● Given exercise: Recast the lines of the records below, from the line with "Every instance of the dried" up to and including the line with "pixel 473 137", as a Markdown table with columns No. and Text. Give each line a row number and leave out blank lines.

::::::

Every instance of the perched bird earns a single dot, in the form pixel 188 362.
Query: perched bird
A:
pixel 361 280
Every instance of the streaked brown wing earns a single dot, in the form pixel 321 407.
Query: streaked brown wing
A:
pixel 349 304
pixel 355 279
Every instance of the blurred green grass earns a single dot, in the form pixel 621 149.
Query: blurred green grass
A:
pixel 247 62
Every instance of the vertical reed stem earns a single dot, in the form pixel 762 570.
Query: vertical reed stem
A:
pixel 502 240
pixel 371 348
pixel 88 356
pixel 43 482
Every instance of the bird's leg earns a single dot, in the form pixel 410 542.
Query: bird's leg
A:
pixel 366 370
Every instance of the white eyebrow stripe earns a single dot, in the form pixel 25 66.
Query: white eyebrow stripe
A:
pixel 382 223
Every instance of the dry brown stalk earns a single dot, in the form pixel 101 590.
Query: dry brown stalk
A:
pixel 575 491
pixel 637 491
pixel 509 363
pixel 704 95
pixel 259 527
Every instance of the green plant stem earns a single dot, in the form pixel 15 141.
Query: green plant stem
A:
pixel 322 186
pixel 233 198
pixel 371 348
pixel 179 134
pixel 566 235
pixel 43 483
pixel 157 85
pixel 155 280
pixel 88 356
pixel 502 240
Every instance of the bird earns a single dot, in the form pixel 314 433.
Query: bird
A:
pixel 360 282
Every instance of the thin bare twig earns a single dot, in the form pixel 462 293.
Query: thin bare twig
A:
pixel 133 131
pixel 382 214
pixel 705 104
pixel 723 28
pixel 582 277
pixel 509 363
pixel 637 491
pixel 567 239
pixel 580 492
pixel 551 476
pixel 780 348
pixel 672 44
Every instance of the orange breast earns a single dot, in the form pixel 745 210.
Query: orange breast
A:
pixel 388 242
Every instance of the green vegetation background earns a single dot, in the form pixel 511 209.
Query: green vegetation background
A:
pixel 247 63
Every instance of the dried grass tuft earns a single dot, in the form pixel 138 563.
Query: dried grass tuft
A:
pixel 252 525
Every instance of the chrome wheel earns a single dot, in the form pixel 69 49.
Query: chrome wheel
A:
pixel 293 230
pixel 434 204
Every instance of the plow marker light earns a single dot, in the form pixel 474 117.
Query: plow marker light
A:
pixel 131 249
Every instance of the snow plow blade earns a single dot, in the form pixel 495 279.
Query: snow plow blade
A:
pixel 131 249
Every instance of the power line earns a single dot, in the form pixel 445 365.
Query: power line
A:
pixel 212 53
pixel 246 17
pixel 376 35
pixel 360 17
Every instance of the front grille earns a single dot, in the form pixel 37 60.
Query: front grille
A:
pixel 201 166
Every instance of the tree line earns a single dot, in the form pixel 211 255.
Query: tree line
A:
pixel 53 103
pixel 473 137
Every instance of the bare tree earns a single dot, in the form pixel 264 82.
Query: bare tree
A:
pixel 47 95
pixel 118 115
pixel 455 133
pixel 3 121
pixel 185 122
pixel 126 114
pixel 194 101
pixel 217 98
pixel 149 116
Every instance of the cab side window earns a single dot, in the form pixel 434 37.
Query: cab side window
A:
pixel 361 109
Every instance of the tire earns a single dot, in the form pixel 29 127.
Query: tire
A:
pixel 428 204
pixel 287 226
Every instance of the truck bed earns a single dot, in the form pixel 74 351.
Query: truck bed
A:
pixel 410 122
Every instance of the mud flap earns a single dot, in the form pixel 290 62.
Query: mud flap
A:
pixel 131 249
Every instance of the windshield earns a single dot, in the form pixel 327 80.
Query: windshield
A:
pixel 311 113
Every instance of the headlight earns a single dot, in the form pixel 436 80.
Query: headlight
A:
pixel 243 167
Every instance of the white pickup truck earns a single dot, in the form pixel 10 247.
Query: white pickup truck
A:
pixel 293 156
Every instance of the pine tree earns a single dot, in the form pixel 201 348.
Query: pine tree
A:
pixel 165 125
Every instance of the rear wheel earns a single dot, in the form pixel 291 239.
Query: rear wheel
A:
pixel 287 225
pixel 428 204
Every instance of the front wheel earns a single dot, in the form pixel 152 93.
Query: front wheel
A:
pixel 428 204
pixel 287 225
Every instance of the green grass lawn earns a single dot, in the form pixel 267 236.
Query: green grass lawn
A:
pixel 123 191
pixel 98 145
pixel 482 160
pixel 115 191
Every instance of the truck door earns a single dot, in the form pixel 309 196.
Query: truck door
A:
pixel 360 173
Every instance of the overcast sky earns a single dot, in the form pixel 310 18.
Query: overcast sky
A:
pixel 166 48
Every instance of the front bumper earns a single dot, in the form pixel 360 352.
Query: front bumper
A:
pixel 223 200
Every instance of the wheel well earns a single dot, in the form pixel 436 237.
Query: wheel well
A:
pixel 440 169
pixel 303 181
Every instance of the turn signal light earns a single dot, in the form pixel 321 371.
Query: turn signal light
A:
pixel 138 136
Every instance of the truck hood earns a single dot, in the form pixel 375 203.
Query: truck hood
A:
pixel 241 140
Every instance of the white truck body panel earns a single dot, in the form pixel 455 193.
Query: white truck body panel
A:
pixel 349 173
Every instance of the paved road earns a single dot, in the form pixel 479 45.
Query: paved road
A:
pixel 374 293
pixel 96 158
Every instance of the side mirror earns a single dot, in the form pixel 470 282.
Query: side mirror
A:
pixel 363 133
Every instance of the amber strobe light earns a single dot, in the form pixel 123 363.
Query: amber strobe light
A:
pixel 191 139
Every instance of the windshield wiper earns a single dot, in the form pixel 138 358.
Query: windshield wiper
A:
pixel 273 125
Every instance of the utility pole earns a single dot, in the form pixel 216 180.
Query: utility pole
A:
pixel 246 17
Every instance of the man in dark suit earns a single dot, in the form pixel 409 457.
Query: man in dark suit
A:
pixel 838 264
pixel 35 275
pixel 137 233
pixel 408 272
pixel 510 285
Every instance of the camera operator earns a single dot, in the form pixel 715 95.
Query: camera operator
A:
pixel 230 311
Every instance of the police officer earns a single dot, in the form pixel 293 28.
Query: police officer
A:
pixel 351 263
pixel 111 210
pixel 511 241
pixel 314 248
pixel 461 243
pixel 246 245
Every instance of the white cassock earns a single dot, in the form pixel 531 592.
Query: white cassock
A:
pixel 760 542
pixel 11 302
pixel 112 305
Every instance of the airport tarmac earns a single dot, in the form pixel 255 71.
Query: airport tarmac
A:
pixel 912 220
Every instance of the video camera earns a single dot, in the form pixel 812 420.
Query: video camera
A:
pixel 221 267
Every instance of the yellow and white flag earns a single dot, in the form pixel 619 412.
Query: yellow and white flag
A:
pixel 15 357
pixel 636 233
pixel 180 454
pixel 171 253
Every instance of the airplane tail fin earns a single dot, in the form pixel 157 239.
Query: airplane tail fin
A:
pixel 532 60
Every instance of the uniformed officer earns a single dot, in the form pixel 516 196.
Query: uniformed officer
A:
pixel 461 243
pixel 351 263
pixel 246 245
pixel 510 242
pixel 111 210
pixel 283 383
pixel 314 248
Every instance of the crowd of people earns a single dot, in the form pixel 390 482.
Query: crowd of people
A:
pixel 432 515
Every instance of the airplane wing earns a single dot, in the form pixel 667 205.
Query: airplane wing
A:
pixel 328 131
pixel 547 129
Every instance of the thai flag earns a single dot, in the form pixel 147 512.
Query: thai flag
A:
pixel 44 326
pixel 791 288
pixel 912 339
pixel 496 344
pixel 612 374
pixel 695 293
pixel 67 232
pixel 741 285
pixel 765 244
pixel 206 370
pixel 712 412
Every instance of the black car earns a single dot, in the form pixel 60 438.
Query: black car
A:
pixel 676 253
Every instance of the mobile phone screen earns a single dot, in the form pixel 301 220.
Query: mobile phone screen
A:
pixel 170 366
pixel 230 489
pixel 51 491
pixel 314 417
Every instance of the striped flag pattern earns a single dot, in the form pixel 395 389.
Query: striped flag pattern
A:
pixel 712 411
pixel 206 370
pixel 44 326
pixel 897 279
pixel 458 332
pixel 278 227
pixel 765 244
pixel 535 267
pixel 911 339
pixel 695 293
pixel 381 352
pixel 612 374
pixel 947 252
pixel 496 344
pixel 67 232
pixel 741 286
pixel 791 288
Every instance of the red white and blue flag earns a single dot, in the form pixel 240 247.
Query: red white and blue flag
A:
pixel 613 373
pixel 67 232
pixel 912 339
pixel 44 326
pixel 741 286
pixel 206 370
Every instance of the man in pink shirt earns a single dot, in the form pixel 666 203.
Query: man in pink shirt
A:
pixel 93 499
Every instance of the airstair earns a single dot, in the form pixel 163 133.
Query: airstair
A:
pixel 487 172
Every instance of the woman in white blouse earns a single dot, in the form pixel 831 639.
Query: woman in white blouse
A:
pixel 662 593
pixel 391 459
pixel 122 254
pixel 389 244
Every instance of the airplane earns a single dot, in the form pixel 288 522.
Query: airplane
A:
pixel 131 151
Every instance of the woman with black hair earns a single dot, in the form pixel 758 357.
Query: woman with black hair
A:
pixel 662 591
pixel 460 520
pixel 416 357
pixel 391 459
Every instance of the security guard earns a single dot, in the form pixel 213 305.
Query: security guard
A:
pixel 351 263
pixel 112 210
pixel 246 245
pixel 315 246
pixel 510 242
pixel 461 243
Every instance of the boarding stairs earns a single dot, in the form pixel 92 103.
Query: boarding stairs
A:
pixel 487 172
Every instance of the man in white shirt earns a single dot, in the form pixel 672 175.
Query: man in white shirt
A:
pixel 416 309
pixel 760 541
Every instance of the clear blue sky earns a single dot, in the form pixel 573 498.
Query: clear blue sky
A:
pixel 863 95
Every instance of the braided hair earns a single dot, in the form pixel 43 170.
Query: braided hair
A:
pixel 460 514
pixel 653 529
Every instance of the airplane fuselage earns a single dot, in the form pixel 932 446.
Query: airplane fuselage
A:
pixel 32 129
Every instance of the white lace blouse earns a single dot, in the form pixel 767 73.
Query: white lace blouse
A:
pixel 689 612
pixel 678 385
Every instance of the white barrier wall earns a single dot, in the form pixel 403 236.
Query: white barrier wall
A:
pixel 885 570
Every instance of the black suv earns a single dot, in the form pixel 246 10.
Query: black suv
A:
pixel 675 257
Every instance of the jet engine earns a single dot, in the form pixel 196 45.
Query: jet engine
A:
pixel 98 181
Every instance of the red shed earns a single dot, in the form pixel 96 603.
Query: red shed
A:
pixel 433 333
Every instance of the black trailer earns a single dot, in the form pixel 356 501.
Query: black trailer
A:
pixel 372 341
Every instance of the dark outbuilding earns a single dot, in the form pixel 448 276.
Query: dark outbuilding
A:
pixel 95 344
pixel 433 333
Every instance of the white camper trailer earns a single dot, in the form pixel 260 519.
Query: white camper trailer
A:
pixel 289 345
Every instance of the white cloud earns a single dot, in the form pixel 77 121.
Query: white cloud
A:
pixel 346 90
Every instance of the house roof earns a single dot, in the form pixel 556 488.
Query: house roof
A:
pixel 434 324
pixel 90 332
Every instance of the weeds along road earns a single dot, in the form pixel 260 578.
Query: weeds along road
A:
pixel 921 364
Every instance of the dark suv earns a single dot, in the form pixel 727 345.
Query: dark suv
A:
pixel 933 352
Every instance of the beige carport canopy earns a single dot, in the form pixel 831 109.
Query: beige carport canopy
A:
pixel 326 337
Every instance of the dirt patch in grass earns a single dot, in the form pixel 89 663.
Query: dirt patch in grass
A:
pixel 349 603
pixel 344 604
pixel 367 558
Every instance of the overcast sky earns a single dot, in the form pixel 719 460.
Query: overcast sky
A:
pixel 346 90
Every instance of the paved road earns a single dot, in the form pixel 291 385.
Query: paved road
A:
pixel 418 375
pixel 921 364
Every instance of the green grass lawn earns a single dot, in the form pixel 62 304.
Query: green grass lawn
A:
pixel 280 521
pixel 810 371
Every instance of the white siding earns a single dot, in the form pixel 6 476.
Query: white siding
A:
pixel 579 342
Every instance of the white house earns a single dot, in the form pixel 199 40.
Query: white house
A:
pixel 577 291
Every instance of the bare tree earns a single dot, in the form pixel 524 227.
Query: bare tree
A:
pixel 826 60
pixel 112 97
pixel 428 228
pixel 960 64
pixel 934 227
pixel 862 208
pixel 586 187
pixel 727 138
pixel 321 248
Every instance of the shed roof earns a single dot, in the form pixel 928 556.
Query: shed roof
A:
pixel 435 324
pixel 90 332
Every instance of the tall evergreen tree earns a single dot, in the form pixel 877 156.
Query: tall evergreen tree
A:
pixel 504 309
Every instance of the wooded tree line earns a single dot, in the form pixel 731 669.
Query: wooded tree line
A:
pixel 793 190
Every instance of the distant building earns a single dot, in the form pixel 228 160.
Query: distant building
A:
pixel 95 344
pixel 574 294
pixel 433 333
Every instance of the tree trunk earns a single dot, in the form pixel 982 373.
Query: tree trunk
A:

::::::

● Result of this exercise:
| No. | Text |
|---|---|
| 1 | Every instance of the dried grass tuft earns a single dot, in the form pixel 138 563. |
| 2 | Query: dried grass tuft |
| 3 | A: |
| 4 | pixel 252 525 |
| 5 | Every instance of the chrome wheel earns a single dot, in the form pixel 69 49. |
| 6 | Query: chrome wheel |
| 7 | A: |
| 8 | pixel 293 230 |
| 9 | pixel 434 204 |
| 10 | Every instance of the plow marker light earns a single dot, in the form pixel 474 117. |
| 11 | Query: plow marker light |
| 12 | A: |
| 13 | pixel 131 249 |
| 14 | Every instance of the snow plow blade earns a single dot, in the form pixel 495 279. |
| 15 | Query: snow plow blade |
| 16 | A: |
| 17 | pixel 131 249 |
| 18 | Every instance of the power line earns a single dot, in the form pixel 445 365. |
| 19 | Query: power line |
| 20 | A: |
| 21 | pixel 212 53 |
| 22 | pixel 246 17 |
| 23 | pixel 376 35 |
| 24 | pixel 360 17 |
| 25 | Every instance of the front grille earns a single dot, in the form pixel 37 60. |
| 26 | Query: front grille |
| 27 | A: |
| 28 | pixel 201 166 |
| 29 | Every instance of the tree line earns a single dot, in the form pixel 211 255. |
| 30 | Query: tree line |
| 31 | A: |
| 32 | pixel 53 103 |
| 33 | pixel 473 137 |